Passage provided:

Friday, April 8, 2016

Coffee Brake: What's In A Decade

A lot can happen in ten years.  Just look at the first decade of the 20th Century.  In 1900 most cars were hand-built things steered with a tiller by a central mounted driver, but within the next ten years, the Wright brothers had conquered the air, and Henry Ford was pumping out Model Ts with a driver seated on the left steering a wheel -- those were exciting times and the change in the industry was palpable.  On the other hand, you can look at the first decade of the 21st Century, and (other than headlights becoming melted pieces of modern art) there isn't much to distinguish a 2000 model year car from a 2010.  Obviously, cars are faster and more fuel efficient, (and there was that recession thing...) and connectivity (so you can snapchat your friends while driving) has made huge advancements -- but for the most part the industry was stagnant.  But these things come in waves and we could be on the cusp of dynamic change.

 The Truth About Henry Ford, by Sarah T. Bushnell, Public Domain

I'm not going to sit here and proclaim that the promised flying cars are going to be delivered within the next decade, but I can say with some certainty that 2026 model year cars could be considerably different from what you can find in the showroom today.  Electric cars are becoming a real mainstream thing (325,000 people pre-ordering a Telsa Model 3 has to mean something), google's self driving car is trying hard not to kill anyone, somebody is launching a self driving race series, and Apple's Project Titan is going to stir up the pot.  I'd even be willing to bet that the automotive dinosaurs major players will get into the spirit of things and surprise us.

Set tasks:
**A)** Update the listing from its first line up to and including the line with "[133, 234, 158, 252]", replacing "wispy white cloud" with "pale cloud" and leaving everything else unchanged.
**B)** Continue the blog post about how much cars can change in a decade, starting after its final sentence.
The blog post and the listing have nothing to do with each other.

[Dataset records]
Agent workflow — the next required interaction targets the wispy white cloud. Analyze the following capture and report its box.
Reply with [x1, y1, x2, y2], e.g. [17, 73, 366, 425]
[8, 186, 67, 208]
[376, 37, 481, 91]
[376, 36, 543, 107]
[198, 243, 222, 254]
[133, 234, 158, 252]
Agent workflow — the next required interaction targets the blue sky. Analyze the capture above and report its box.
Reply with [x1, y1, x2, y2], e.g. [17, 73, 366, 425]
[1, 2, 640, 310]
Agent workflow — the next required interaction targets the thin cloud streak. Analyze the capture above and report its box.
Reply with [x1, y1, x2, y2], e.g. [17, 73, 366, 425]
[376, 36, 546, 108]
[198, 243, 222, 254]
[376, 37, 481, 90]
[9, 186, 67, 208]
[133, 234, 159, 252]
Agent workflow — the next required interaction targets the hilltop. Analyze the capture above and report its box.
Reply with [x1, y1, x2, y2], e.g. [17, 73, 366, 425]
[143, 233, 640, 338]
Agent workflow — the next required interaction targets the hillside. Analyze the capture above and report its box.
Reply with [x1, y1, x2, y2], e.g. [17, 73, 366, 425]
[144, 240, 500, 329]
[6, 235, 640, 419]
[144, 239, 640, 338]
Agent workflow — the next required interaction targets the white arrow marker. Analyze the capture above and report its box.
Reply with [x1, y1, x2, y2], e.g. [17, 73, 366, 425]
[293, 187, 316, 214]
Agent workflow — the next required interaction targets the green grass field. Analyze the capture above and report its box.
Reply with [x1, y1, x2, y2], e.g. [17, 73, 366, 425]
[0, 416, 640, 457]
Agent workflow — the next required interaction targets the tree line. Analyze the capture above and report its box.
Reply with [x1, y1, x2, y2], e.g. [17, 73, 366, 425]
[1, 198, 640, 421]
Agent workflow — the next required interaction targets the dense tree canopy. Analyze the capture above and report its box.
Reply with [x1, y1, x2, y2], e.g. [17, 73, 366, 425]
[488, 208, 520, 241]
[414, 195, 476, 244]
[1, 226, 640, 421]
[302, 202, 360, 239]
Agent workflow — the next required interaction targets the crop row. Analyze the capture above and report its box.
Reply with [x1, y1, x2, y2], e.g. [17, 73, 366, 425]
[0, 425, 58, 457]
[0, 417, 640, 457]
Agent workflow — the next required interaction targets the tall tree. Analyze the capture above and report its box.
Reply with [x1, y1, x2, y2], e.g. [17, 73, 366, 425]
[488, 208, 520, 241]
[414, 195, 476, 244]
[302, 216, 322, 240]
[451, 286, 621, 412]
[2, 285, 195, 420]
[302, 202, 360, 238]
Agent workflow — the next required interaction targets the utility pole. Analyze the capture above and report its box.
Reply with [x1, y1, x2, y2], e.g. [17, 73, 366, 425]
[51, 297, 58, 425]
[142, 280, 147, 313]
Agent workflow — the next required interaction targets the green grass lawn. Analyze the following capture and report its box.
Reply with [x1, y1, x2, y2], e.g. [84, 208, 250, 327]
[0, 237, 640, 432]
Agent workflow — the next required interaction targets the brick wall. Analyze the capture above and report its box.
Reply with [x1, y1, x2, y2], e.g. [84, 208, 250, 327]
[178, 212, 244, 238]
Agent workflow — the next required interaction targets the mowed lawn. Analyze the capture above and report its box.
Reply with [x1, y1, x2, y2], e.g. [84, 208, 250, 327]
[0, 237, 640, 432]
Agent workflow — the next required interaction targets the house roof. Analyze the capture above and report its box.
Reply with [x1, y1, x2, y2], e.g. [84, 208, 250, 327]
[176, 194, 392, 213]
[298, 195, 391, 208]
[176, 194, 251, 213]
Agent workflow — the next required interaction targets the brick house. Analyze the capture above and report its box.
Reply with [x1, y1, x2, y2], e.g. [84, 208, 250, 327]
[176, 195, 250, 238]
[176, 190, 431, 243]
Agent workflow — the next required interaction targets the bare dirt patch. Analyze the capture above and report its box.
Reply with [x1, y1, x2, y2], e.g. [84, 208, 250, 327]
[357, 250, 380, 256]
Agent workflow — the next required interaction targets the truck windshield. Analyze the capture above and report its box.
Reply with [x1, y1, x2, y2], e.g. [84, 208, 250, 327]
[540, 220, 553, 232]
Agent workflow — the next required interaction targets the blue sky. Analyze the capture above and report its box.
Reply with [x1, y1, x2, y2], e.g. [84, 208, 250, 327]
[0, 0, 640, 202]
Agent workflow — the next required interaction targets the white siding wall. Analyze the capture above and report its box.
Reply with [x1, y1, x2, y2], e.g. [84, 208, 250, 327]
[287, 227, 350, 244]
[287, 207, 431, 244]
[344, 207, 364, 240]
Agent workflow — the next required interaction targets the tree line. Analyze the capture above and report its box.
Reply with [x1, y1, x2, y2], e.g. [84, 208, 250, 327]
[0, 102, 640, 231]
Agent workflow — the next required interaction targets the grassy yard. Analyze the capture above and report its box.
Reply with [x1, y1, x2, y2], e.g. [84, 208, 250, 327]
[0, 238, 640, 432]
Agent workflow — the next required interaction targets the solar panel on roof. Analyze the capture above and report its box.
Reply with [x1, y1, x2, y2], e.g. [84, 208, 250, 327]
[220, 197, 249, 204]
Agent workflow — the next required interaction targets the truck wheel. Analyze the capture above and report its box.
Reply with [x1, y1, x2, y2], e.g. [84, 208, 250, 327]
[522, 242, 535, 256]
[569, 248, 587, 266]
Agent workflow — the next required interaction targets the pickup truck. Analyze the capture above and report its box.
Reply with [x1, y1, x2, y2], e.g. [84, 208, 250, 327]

Responses per task:
**A)**
Agent workflow — the next required interaction targets the pale cloud. Analyze the following capture and report its box.
Reply with [x1, y1, x2, y2], e.g. [17, 73, 366, 425]
[8, 186, 67, 208]
[376, 37, 481, 91]
[376, 36, 543, 107]
[198, 243, 222, 254]
[133, 234, 158, 252]

**B)**
My question to you guys is -- what do you think are going to be the biggest changes in the next ten years of the industry and what do you look forward to the most/least?  I'm just upset that we don't have flying cars yet.

11 comments:

  1. I'll guess that safety improvements will advance significantly in the next decade. But instead of mechanical improvements (airbags, crumple zones, etc.) to guard against other motorists we will see electronic improvements -- sensor driving, phone text jamming, breathalyzer ignition lock, etc.

    We will go from protecting ourselves from external risks to protecting ourselves from ourselves.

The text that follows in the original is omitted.